▶ [Requirement] Give the output lines for all the items below as one numbered list, with no blank lines.

▶ [Data supplied]
++++
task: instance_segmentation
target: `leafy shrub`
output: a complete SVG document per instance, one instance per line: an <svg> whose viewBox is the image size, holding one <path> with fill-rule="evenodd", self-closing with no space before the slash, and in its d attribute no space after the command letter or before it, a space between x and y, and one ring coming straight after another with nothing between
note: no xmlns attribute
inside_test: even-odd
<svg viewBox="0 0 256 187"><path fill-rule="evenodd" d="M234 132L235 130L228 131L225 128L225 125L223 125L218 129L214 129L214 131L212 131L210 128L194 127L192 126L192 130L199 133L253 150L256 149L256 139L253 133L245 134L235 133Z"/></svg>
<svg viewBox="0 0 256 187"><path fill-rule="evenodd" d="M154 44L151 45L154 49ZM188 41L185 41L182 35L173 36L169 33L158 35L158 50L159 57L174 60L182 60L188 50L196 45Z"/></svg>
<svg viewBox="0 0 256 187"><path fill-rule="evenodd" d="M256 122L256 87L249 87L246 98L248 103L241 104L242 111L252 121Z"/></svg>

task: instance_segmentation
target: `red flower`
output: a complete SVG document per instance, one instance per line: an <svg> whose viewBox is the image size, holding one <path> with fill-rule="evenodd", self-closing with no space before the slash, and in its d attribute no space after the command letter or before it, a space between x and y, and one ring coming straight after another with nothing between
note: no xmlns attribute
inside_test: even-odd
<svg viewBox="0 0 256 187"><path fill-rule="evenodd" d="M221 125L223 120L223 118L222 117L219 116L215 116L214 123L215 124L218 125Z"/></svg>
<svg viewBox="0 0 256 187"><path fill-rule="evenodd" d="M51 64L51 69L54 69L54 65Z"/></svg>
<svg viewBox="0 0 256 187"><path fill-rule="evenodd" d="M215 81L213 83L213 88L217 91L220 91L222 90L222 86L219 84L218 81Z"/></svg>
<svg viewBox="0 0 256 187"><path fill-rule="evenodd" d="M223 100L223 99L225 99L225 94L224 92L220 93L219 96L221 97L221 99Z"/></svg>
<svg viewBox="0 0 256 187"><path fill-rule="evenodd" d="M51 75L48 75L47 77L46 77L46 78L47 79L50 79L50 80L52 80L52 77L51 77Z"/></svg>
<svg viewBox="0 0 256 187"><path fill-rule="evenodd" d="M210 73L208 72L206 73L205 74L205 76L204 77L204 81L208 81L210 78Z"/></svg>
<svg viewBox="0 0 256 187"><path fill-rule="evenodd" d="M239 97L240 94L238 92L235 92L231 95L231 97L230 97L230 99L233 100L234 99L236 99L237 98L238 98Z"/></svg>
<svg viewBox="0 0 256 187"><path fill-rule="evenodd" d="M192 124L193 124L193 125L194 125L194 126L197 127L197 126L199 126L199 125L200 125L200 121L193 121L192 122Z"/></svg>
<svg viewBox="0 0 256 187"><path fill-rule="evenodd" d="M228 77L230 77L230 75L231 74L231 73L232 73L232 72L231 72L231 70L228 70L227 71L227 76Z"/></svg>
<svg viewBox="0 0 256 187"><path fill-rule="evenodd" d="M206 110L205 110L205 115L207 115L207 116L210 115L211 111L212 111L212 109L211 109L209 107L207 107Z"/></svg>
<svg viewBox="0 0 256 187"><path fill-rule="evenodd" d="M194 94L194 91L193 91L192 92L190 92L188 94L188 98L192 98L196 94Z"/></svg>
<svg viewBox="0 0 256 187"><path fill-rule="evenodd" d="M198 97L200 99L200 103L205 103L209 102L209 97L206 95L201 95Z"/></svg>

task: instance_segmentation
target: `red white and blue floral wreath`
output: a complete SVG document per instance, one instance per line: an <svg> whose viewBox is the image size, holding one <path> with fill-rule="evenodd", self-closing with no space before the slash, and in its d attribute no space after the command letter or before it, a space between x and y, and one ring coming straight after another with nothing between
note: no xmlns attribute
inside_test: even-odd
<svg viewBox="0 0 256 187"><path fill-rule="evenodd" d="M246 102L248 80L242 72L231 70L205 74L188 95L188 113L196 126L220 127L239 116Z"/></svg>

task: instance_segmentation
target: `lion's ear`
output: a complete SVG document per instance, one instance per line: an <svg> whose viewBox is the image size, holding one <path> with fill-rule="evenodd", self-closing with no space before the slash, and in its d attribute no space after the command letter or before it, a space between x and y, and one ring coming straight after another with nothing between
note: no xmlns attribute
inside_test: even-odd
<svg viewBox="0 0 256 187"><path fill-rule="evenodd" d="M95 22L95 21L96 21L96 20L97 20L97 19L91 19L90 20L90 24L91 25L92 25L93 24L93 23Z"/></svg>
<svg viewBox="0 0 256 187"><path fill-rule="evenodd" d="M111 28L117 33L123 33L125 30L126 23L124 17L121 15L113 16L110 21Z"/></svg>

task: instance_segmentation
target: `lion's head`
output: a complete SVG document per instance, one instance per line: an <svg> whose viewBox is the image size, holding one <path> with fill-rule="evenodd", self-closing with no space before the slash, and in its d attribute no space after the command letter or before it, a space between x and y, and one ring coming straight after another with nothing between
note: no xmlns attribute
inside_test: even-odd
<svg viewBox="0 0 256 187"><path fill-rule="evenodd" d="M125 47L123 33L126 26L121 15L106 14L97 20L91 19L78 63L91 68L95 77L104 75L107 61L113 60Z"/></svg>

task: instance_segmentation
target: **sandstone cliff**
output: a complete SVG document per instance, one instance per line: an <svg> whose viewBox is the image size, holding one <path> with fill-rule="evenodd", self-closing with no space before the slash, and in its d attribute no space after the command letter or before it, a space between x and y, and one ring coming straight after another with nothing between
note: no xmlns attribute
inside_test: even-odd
++++
▶ [Written reply]
1. task: instance_segmentation
2. target: `leafy shrub`
3. output: a complete SVG document per instance, one instance per line: an <svg> whose viewBox is the image size, holding one <path> with fill-rule="evenodd", self-closing with no space before the slash, and in its d attribute no space after the command letter or before it, a space between x and y, and one ring coming straight after another with nothing between
4. note: no xmlns attribute
5. inside_test: even-odd
6. <svg viewBox="0 0 256 187"><path fill-rule="evenodd" d="M234 132L235 130L228 131L225 128L225 125L223 125L218 129L214 129L214 131L212 131L210 128L194 127L192 126L192 130L199 133L253 150L256 149L256 139L253 133L245 134L235 133Z"/></svg>
7. <svg viewBox="0 0 256 187"><path fill-rule="evenodd" d="M154 44L151 45L154 49ZM188 41L185 41L182 35L173 36L169 33L158 35L158 50L159 57L174 60L182 60L188 50L196 45Z"/></svg>
8. <svg viewBox="0 0 256 187"><path fill-rule="evenodd" d="M256 122L256 87L249 87L246 98L248 103L241 104L242 111L252 121Z"/></svg>
9. task: instance_segmentation
10. target: `red flower`
11. output: a complete SVG document per instance, one instance per line: an <svg> whose viewBox is the image size, holding one <path> with fill-rule="evenodd", self-closing with no space before the slash, and in its d attribute no space after the command letter or before it, a space between x and y, and one ring coming straight after another with nothing between
12. note: no xmlns attribute
13. inside_test: even-odd
14. <svg viewBox="0 0 256 187"><path fill-rule="evenodd" d="M221 125L223 120L223 118L222 117L219 116L215 116L214 123L215 124L218 125Z"/></svg>
15. <svg viewBox="0 0 256 187"><path fill-rule="evenodd" d="M51 64L51 69L54 69L54 65Z"/></svg>
16. <svg viewBox="0 0 256 187"><path fill-rule="evenodd" d="M215 81L213 83L213 88L217 91L220 91L222 90L222 86L219 84L218 81Z"/></svg>
17. <svg viewBox="0 0 256 187"><path fill-rule="evenodd" d="M223 100L223 99L225 99L225 94L224 92L220 93L219 96L221 97L221 99Z"/></svg>
18. <svg viewBox="0 0 256 187"><path fill-rule="evenodd" d="M51 75L48 75L47 77L46 77L46 78L47 79L50 79L50 80L52 80L52 77L51 77Z"/></svg>
19. <svg viewBox="0 0 256 187"><path fill-rule="evenodd" d="M210 73L208 72L206 73L205 74L205 76L204 77L204 81L208 81L210 78Z"/></svg>
20. <svg viewBox="0 0 256 187"><path fill-rule="evenodd" d="M239 97L240 94L238 92L235 92L231 95L231 97L230 97L230 99L233 100L234 99L236 99L237 98L238 98Z"/></svg>
21. <svg viewBox="0 0 256 187"><path fill-rule="evenodd" d="M192 124L193 124L193 125L194 125L194 126L197 127L197 126L199 126L199 125L200 125L200 121L193 121L192 122Z"/></svg>
22. <svg viewBox="0 0 256 187"><path fill-rule="evenodd" d="M228 77L230 77L230 75L231 74L231 73L232 73L232 72L231 72L231 70L228 70L227 71L227 76Z"/></svg>
23. <svg viewBox="0 0 256 187"><path fill-rule="evenodd" d="M206 110L205 110L205 115L207 115L207 116L210 115L211 111L212 111L212 109L211 109L209 107L207 107Z"/></svg>
24. <svg viewBox="0 0 256 187"><path fill-rule="evenodd" d="M194 94L194 91L193 91L192 92L190 92L188 94L188 98L192 98L196 94Z"/></svg>
25. <svg viewBox="0 0 256 187"><path fill-rule="evenodd" d="M198 97L200 99L200 103L205 103L209 102L209 97L206 95L201 95Z"/></svg>
26. task: instance_segmentation
27. target: `red white and blue floral wreath`
28. output: a complete SVG document per instance, one instance per line: an <svg> whose viewBox is the image size, holding one <path> with fill-rule="evenodd", self-closing with no space before the slash, and in its d attribute no space after the command letter or before it, a space between x and y, and one ring coming straight after another with nothing between
29. note: no xmlns attribute
30. inside_test: even-odd
31. <svg viewBox="0 0 256 187"><path fill-rule="evenodd" d="M246 102L248 80L242 72L231 70L205 74L188 95L188 113L196 126L220 127L239 116Z"/></svg>
32. task: instance_segmentation
33. target: `lion's ear`
34. output: a complete SVG document per instance, one instance per line: an <svg> whose viewBox is the image size, holding one <path> with fill-rule="evenodd", self-closing with no space before the slash, and in its d attribute no space after the command letter or before it, a space between x and y, and one ring coming straight after another with nothing between
35. note: no xmlns attribute
36. inside_test: even-odd
37. <svg viewBox="0 0 256 187"><path fill-rule="evenodd" d="M95 22L95 21L96 21L96 20L97 20L97 19L91 19L90 20L90 24L91 25L92 25L93 24L93 23Z"/></svg>
38. <svg viewBox="0 0 256 187"><path fill-rule="evenodd" d="M111 28L117 33L123 33L125 30L126 23L124 17L121 15L113 16L110 21Z"/></svg>
39. task: instance_segmentation
40. target: `lion's head`
41. output: a complete SVG document per instance, one instance per line: an <svg> whose viewBox is the image size, holding one <path> with fill-rule="evenodd", self-closing with no space before the slash, and in its d attribute no space after the command letter or before it, a space between x and y, and one ring coming straight after another with nothing between
42. note: no xmlns attribute
43. inside_test: even-odd
44. <svg viewBox="0 0 256 187"><path fill-rule="evenodd" d="M125 47L123 33L126 26L121 15L106 14L97 20L91 19L78 63L91 68L95 77L104 75L107 61L113 60Z"/></svg>
45. task: instance_segmentation
46. target: **sandstone cliff**
47. output: a complete SVG document per instance, one instance per line: an <svg> whose viewBox is the image size, holding one <path> with fill-rule="evenodd", self-closing with no space before the slash, and in its d attribute no space after the command letter or before it, a space between x and y, and one ring coming straight after another with nothing between
48. note: no xmlns attribute
49. inside_test: even-odd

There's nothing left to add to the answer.